▼

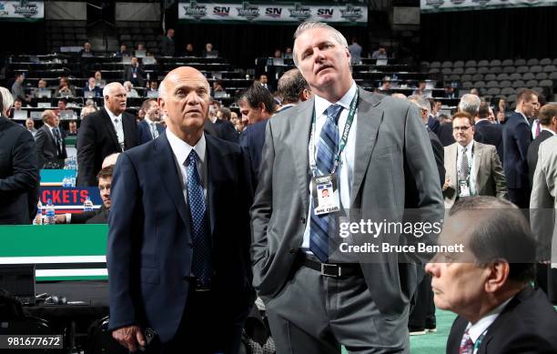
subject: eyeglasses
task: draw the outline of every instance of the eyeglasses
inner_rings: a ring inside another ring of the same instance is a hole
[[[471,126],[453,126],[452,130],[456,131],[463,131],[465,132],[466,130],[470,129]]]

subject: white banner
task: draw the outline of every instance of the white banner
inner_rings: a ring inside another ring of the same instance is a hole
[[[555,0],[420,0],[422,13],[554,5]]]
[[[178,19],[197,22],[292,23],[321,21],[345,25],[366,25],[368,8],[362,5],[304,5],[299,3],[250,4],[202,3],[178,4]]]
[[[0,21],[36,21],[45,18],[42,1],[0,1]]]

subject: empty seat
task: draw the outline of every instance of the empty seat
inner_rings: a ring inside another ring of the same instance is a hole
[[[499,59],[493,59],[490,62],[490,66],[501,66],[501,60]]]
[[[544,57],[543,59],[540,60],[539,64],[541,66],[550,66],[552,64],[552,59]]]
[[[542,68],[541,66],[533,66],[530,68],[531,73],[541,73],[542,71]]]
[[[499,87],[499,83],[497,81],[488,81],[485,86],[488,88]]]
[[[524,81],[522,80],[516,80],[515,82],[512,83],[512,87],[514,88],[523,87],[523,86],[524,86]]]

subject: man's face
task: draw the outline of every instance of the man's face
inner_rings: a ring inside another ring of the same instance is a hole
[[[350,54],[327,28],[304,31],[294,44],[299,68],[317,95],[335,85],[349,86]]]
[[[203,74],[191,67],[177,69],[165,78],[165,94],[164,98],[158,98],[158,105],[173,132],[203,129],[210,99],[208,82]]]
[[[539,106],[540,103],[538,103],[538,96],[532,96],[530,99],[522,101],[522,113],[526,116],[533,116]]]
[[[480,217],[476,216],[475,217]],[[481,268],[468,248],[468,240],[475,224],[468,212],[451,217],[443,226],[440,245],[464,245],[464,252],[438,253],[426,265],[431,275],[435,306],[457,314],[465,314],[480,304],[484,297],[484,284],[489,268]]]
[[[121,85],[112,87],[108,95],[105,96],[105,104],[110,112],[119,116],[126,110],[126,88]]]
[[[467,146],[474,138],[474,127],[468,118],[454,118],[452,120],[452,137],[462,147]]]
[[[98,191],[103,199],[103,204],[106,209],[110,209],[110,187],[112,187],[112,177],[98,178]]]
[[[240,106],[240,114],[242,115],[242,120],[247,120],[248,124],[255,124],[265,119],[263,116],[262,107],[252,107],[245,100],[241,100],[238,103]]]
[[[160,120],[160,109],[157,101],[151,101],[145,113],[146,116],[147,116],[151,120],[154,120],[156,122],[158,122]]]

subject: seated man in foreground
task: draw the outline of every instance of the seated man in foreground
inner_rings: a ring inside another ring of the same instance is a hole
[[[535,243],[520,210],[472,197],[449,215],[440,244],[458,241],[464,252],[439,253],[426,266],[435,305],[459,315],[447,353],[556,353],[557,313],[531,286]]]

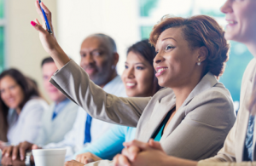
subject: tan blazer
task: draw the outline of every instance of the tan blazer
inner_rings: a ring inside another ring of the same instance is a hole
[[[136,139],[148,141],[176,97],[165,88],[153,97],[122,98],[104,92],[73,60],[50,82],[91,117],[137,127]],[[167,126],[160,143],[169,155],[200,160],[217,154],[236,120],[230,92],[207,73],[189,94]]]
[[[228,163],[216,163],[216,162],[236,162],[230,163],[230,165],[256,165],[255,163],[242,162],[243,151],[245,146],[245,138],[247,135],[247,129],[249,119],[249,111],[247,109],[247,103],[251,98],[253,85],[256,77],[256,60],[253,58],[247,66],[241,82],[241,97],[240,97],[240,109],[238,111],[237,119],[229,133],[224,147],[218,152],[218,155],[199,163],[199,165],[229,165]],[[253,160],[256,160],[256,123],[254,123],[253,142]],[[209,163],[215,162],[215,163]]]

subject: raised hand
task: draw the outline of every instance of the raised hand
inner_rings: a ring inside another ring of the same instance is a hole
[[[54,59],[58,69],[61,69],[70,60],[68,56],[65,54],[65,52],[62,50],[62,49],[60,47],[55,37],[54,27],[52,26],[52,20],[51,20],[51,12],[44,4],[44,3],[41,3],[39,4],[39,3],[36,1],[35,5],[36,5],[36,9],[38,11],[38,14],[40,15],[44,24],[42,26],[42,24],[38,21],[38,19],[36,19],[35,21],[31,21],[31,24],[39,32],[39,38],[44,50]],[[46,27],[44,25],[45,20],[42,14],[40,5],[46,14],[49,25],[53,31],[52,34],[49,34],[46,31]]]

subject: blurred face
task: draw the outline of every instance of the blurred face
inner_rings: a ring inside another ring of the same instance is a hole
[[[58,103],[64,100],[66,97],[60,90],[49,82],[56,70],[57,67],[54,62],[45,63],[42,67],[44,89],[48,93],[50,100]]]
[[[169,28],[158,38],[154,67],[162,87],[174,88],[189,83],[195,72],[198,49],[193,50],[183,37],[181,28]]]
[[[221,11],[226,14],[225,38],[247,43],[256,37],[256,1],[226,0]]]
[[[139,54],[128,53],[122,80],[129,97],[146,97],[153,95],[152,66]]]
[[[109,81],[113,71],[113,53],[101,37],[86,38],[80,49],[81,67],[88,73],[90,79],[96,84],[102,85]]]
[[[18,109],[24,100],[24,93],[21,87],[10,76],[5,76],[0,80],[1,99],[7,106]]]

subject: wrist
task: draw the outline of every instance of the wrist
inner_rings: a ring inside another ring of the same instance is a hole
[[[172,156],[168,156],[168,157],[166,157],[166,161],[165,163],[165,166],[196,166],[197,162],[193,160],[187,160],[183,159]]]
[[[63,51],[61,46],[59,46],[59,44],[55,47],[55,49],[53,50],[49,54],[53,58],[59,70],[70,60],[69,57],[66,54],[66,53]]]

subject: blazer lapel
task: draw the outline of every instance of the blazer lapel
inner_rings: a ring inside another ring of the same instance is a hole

▲

WRITTEN EXERCISE –
Copy out the lines of the items above, starting with the line that contains "subject: blazer lapel" and ending with the last line of the items, both included.

RESPONSE –
subject: blazer lapel
task: draw the outline of every instance of the blazer lapel
inner_rings: a ring inside another ring of the same instance is a hole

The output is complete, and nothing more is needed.